## Provided information
▼▼▼

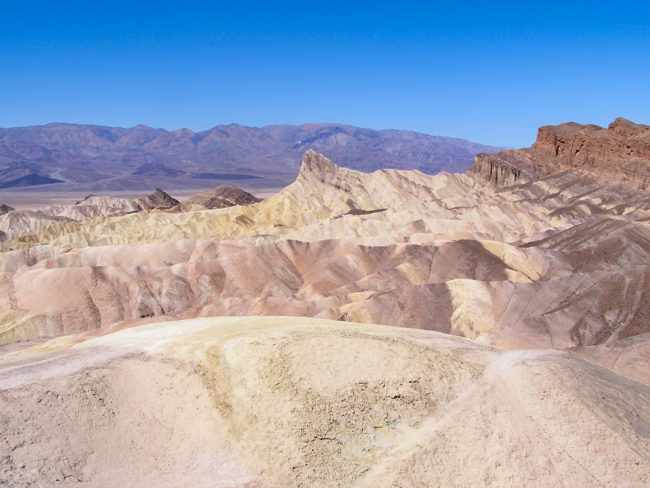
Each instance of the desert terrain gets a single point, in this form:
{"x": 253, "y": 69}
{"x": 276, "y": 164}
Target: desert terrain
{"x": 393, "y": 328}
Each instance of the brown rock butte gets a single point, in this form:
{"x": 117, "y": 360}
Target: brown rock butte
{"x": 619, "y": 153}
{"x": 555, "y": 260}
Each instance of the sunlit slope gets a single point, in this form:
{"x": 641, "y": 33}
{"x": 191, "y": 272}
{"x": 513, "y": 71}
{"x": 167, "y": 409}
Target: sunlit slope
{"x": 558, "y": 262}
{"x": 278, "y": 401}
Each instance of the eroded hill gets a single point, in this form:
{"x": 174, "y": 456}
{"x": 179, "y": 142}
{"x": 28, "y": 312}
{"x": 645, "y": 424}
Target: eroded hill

▲▲▲

## What you have to do
Set the pictures aside and transcribe the data above exactly.

## Right answer
Each instance of the desert terrain gets a single point, in this form:
{"x": 253, "y": 69}
{"x": 276, "y": 164}
Target: desert terrain
{"x": 393, "y": 328}
Each instance of the brown rock butte gets a single point, in this form:
{"x": 117, "y": 360}
Target: brown rock butte
{"x": 619, "y": 153}
{"x": 555, "y": 260}
Each instance of the sunlit slope gets a single point, in this form:
{"x": 641, "y": 33}
{"x": 191, "y": 272}
{"x": 513, "y": 71}
{"x": 167, "y": 409}
Target: sunlit slope
{"x": 558, "y": 262}
{"x": 278, "y": 401}
Each instance of the eroded hill gets a single point, in this form:
{"x": 174, "y": 456}
{"x": 179, "y": 142}
{"x": 28, "y": 312}
{"x": 645, "y": 424}
Target: eroded hill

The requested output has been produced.